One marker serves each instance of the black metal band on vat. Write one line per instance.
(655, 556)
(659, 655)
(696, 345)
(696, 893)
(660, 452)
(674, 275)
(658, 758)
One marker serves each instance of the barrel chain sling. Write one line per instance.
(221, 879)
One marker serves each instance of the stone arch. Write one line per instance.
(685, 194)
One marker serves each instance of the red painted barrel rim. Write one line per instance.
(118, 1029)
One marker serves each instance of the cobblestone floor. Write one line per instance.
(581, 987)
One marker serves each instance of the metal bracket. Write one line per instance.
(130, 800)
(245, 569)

---

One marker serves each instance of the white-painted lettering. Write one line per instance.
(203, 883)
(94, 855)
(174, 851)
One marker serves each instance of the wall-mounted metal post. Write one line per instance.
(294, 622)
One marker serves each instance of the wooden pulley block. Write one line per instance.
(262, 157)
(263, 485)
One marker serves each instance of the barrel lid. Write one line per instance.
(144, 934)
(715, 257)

...

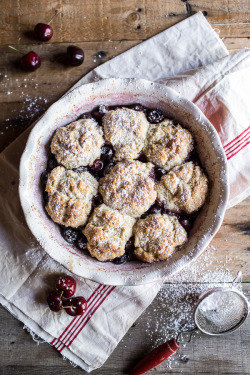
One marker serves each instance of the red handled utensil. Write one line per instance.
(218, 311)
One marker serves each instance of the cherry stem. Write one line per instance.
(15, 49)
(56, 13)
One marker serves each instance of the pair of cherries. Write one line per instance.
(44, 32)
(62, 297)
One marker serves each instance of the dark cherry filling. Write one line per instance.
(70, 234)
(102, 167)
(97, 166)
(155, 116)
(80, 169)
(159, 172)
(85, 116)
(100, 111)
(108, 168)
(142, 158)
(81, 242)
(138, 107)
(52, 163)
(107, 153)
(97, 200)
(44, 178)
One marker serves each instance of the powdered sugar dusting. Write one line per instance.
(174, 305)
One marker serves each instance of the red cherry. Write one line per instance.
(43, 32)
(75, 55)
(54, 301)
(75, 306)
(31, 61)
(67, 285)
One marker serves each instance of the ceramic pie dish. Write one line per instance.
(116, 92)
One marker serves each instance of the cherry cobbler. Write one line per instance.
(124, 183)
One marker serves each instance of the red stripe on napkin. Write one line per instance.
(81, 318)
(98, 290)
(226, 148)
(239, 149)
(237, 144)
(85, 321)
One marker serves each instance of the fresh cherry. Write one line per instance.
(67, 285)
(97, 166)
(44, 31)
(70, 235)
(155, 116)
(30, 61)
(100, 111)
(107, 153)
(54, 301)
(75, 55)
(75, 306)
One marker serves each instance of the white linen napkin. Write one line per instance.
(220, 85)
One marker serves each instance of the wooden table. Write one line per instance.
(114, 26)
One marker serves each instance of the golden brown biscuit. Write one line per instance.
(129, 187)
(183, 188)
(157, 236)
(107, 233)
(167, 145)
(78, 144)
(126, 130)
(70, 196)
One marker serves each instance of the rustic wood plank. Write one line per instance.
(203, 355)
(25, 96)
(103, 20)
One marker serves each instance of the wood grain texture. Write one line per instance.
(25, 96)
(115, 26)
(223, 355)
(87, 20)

> [Work to do]
Write out again, word for word, the rows from the one containing "One marker serves each instance of the black" through the one containing "(118, 1029)", including both.

> [Correct answer]
One marker serves each instance of the black metal band on vat. Write one line per instance.
(655, 556)
(659, 655)
(696, 345)
(696, 893)
(660, 452)
(674, 275)
(658, 758)
One marker serves each instance of the barrel chain sling. Write one line per instance.
(221, 879)
One marker serves each instance of the stone arch. Write one line per instance.
(685, 194)
One marker serves each instance of the red painted barrel rim. Write one line per instance.
(118, 1029)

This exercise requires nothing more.